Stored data
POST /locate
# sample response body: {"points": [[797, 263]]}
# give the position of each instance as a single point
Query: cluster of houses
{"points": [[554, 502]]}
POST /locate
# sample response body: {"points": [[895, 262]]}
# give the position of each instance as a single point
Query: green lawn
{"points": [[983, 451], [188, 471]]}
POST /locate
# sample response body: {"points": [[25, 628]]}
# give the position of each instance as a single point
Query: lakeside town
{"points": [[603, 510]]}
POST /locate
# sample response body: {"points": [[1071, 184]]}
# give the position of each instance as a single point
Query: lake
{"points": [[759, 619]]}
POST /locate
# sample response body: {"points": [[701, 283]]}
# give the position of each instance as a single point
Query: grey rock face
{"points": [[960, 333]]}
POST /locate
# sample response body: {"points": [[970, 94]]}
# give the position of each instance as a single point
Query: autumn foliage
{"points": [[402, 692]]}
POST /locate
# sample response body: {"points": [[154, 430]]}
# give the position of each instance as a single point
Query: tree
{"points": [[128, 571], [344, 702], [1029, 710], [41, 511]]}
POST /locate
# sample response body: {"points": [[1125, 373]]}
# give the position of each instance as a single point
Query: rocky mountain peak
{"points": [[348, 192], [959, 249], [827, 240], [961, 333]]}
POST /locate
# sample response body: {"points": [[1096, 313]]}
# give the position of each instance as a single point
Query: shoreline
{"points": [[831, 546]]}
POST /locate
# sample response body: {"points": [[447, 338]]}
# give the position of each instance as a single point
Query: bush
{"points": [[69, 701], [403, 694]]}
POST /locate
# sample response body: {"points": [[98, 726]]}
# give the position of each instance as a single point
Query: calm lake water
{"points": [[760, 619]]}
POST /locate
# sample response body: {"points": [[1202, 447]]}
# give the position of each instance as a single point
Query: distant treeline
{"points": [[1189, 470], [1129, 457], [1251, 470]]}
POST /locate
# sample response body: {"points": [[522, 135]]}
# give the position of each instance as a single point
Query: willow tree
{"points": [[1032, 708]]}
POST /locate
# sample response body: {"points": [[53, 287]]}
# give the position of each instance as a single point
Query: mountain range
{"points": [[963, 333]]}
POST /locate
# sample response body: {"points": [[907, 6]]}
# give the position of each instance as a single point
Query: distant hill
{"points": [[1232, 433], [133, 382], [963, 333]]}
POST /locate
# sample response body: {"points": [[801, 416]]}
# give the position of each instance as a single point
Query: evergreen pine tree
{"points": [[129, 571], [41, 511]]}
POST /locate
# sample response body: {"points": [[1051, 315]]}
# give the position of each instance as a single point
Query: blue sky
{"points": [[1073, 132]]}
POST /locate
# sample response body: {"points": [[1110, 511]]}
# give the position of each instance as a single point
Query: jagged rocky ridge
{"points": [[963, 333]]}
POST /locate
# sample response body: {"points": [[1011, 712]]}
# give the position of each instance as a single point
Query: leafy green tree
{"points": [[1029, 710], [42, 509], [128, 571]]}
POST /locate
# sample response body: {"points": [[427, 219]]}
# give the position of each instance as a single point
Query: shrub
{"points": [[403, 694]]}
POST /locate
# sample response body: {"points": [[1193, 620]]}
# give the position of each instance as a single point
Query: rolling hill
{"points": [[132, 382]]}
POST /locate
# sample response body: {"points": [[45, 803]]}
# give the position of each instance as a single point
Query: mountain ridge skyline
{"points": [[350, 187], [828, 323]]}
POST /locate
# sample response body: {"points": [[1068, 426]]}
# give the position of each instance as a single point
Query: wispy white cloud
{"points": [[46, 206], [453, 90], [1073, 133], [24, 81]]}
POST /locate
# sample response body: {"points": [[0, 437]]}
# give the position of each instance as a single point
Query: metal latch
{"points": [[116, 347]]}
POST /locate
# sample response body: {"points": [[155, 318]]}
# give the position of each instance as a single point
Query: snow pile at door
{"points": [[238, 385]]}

EXERCISE - Print the records above again, every one, exactly as written.

SOLUTION FOR THIS PROBLEM -
POST /locate
# sample response body: {"points": [[797, 263]]}
# give the position of each instance as a single point
Query: cluster of houses
{"points": [[554, 502]]}
POST /locate
# sample response body: {"points": [[895, 262]]}
# give the position of each instance as a single point
Query: green lawn
{"points": [[983, 451], [188, 471]]}
POST /locate
# sample response body: {"points": [[25, 628]]}
# give the position of each instance as a single point
Query: lakeside town
{"points": [[603, 510]]}
POST /locate
# sample response body: {"points": [[1071, 184]]}
# give the position of each instance as a single point
Query: lake
{"points": [[759, 619]]}
POST /locate
# sample response body: {"points": [[701, 283]]}
# give the position of each instance as a single point
Query: grey rock face
{"points": [[960, 333]]}
POST /locate
# sample response body: {"points": [[970, 94]]}
# give the position of each instance as a single point
Query: autumn foliage
{"points": [[402, 692]]}
POST /locate
# sample response body: {"points": [[154, 430]]}
# give the position of each instance as a single point
Query: tree
{"points": [[128, 571], [344, 702], [1029, 710], [41, 511]]}
POST /locate
# sample response body: {"points": [[1125, 373]]}
# give the position of each instance as a single point
Query: rocky mountain peak
{"points": [[348, 192], [959, 249], [827, 240], [961, 333]]}
POST /locate
# sample response body: {"points": [[1096, 313]]}
# give the position of each instance as a single point
Query: shoreline
{"points": [[831, 546]]}
POST /locate
# sample response body: {"points": [[447, 338]]}
# give the position of each instance as a single point
Query: bush
{"points": [[69, 701], [403, 694]]}
POST /locate
# sample response body: {"points": [[98, 726]]}
# give the position of each instance as a single point
Query: calm lake water
{"points": [[760, 619]]}
POST /locate
# sample response body: {"points": [[1202, 447]]}
# give the position of each instance as a single point
Query: distant treeline
{"points": [[1189, 470], [1129, 457], [1251, 470]]}
POST /locate
# sample response body: {"points": [[522, 135]]}
# give the position of each instance as a single point
Query: willow tree
{"points": [[1032, 708]]}
POST /locate
# sample response body: {"points": [[53, 287]]}
# give the position of each instance as a single point
Query: mountain range
{"points": [[963, 333]]}
POST /locate
# sample response body: {"points": [[907, 6]]}
# give the position of each instance as a single point
Query: distant hill
{"points": [[1232, 433], [133, 382], [963, 333]]}
POST /locate
# sample response body: {"points": [[801, 416]]}
# give the position of each instance as a single point
Query: evergreen pine tree
{"points": [[129, 571], [41, 511]]}
POST /locate
# sample response body: {"points": [[1051, 315]]}
# give the position of each instance as a single point
Query: blue sky
{"points": [[1073, 132]]}
POST /locate
# sample response body: {"points": [[1110, 511]]}
# give the position of each instance as a single point
Query: jagged rocky ridge
{"points": [[963, 333]]}
POST /locate
# sample response body: {"points": [[1011, 712]]}
# give the position of each instance as a single point
Query: leafy green tree
{"points": [[1029, 710], [42, 509], [128, 571]]}
POST /locate
# sample response body: {"points": [[427, 219]]}
# give the position of each instance as a single point
Query: shrub
{"points": [[403, 694]]}
POST /locate
# sample response body: {"points": [[1193, 620]]}
# give the position of each instance as a single point
Query: rolling hill
{"points": [[132, 382]]}
POST /locate
# sample response body: {"points": [[45, 803]]}
# give the position of each instance as a single point
Query: mountain ridge skyline
{"points": [[350, 187], [828, 323]]}
POST /locate
# sample response body: {"points": [[1068, 426]]}
# give the position of each instance as a single point
Query: wispy white cloud
{"points": [[46, 206], [453, 90], [1073, 133], [24, 81]]}
POST /locate
# sample response body: {"points": [[0, 437]]}
# give the position of each instance as a single point
Query: metal latch
{"points": [[116, 347]]}
POST /locate
# sample response body: {"points": [[155, 318]]}
# give the position of each instance as a single point
Query: snow pile at door
{"points": [[238, 385]]}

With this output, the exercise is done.